◆ O PROBLEMA
No trecho da fonte, segundo a citação de Gadamer, qual é a forma de realização da compreensão?

◆ TRECHO DA FONTE
===============

Como seres racionais, proferimos sentenças onde afirmamos ou negamos sobre o mundo tal qual o vemos e, mediante proposições práticas, optamos sobre o que devemos ou não realizar. Ou seja, portamos uma racionalidade de dupla face: a racionalidade que averigua a veracidade (ou falsidade) daquilo que pronunciamos e a racionalidade que vai averiguar a fundamentação dos nossos atos (STEIN, 1996, p. 10). Na investigação do Homem e seu mundo, podemos efetivamente estuda―lo enquanto se averigua a linguagem que o Homem produz, visto que (a) o Homem se relaciona com os objetos do mundo através da linguagem, criando e manipulando conceitos e, mediante isso, (b) inexiste saber não―proposicional. É o logos apofântico de Aristóteles: se somos racionais, sabemos dizer frases que podem ter a propriedade de verdade e de falsidade. Em suma, “o ser humano só conhece através dos conceitos, só conhece através da linguagem, (...) somente é racional porque seu acesso ao mundo se dá via sentido, via significado, via conceitos, via palavras, via linguagem" (STEIN, 1996, p. 16). “A linguagem é a linguagem da própria razão” (GADAMER, 1999, p. 585). Em decorrência disso, como resultado principal para o Homem, como inestimável tesouro para sua humanização, “a linguagem é o medium universal em que se realiza a própria compreensão. A forma de realização da compreensão é a interpretação” (GADAMER, 1999, p. 566). Dito de outro modo, a racionalidade é dada mediante a correção de nossas frases e sentenças, mas a dificuldade e imperfeição do racionalizar impõem a tarefa de interpretar, que é também imperfeita, mas é o instrumento que subsidiariamente se emprega, na ausência de outro melhor. A verdade das proposições não é inteiramente fundamentada na forma lógica, pois as asserções dependem do contexto (subjetivo, histórico e cultural) onde se situam. Portanto necessita―se interpretar o conteúdo da linguagem, as proposições e “talvez descobrir que há uma verdade que é o lugar da proposição” (STEIN, 1996, p. 19), pois estas não prevêem, de per si, compreensão.

Abro um parêntese aqui para comentar uma sugestão do prof. Geraldo José de PAIVA (2003) quando alerta que não é necessário basear na racionalidade humana o reconhecimento do lugar ímpar da linguagem no mundo humano. Sabe-se que a linguagem abarca também o pré-racional, o para-racional, o irracional e o suprarracional. Como exemplo cita o mestre que, no campo da experiência religiosa, ocorre atualmente no Brasil uma revalorização da dimensão afetiva, para-racional, de que a conversão constitui um caso. Quando eu coloco a linguagem como suporte ao racional, imagino o impulso do homem que deseja manter sua sanidade mental mediante a coerência e harmonia na sua visão de mundo, que o uso apropriado da linguagem lhe proporciona. Mas vejo também que, adentrando o campo do numinoso, da religião, muitas vezes a demarcação da racionalidade via linguagem demonstra-se empreitada a exigir mais solicitude, posto que o conceito parece tornar-se mais flexível, elástico (PINTO, 2002, afirma que ‘O universo da religião tem de ser transportado para uma outra racionalidade (...) os discursos religiosos comportam tudo isto: uma lógica própria, uma funcionalidade própria, um léxico específico’). RAZZOTTI (1998, p. 149), sob Rudolf Otto, afirma que ‘O conhecimento religioso pode advir por via racional, examinando a essência e a existência se Deus, ou pode-se chegar ao divino por via extra-racional, anulando no todo ou em parte o elemento intelectual’. Este aparente conflito permanece e exige, para sua elucidação, engajamento tanto pelo homem comum em sua vivência, quanto para o acadêmico com a diferença que, para este, não se pode abdicar do uso das mais elevada racionalidade no seu tratamento.

===============

◆ LINHAS DE DADOS
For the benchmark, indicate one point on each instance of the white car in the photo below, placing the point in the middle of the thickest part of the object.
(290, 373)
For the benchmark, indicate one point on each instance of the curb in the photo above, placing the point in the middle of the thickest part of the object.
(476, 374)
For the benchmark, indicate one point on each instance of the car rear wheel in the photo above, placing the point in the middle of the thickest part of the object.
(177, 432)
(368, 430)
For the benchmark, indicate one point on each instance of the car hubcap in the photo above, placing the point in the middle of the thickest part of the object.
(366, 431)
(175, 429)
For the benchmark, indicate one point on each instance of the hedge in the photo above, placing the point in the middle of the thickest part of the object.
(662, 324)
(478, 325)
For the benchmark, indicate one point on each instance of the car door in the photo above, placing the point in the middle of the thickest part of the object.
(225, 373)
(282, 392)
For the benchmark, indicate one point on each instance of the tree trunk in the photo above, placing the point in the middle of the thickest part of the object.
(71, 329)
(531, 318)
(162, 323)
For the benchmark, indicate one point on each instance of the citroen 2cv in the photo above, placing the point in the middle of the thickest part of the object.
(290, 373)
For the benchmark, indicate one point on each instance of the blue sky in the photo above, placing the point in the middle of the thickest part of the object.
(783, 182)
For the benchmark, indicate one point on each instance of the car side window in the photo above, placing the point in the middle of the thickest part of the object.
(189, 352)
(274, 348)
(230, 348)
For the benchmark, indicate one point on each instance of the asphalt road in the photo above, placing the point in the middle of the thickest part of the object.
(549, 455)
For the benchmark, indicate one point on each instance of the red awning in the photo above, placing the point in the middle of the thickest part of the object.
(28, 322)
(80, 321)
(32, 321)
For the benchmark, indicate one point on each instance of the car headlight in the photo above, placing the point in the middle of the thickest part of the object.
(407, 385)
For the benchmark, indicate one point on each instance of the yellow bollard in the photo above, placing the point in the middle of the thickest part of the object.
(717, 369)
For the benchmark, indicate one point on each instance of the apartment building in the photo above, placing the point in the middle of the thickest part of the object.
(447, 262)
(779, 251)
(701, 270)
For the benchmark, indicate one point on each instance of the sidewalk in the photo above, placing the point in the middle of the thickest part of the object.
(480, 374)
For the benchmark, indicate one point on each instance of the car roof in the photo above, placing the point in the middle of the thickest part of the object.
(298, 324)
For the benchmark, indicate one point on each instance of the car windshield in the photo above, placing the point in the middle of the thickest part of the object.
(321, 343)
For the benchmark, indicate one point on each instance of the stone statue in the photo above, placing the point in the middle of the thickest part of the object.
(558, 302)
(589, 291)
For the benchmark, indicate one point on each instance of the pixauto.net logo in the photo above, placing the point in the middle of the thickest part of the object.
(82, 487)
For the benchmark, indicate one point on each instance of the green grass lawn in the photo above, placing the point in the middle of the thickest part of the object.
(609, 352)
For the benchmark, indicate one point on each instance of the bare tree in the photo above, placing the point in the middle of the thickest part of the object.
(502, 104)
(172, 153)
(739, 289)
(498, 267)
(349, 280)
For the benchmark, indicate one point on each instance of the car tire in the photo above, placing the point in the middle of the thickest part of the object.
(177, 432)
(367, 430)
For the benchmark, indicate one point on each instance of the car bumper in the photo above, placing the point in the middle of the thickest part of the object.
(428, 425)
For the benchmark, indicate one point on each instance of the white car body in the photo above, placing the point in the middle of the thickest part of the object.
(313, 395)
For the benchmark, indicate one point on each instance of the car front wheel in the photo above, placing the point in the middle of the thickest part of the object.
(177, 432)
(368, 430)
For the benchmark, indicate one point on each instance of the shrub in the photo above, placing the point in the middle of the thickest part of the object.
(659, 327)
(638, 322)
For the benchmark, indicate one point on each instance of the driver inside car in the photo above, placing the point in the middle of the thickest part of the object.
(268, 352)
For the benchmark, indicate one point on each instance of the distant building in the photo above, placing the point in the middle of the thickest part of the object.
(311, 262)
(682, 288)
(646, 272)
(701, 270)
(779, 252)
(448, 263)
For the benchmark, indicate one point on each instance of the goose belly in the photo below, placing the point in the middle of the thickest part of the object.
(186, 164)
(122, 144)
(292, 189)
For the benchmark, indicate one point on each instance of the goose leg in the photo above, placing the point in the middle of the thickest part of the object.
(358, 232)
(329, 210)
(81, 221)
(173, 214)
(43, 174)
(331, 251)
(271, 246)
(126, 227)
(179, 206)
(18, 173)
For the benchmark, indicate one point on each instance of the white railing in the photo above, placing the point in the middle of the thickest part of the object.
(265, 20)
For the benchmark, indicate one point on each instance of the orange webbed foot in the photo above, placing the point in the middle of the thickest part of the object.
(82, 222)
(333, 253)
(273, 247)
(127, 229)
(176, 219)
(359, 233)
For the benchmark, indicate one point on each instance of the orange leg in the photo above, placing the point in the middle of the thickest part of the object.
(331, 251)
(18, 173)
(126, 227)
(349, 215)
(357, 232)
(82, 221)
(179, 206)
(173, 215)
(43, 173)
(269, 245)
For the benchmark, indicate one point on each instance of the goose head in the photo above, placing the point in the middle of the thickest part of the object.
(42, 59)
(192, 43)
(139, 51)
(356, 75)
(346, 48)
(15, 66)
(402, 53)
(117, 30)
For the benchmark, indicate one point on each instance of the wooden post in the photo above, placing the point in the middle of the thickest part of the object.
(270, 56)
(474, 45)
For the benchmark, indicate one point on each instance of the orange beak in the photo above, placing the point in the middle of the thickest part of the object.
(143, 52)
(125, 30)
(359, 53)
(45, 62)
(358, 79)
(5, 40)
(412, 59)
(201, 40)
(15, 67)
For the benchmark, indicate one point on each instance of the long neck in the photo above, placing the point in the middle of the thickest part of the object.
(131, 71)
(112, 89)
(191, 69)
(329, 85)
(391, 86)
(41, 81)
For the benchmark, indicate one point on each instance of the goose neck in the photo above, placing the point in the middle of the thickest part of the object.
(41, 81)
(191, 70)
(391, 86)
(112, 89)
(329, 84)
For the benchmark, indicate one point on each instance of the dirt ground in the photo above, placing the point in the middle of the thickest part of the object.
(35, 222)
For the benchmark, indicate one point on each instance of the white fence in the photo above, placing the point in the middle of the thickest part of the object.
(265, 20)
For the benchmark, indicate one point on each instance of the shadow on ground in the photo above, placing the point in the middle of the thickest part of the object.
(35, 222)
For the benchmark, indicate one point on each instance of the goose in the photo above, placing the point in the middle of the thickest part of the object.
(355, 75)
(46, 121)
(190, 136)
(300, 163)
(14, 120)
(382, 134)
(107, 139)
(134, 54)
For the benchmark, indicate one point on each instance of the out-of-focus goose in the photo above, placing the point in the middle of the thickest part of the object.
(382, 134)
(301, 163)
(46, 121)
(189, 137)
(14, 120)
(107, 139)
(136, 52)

===============

◆ A SOLUÇÃO
A interpretação.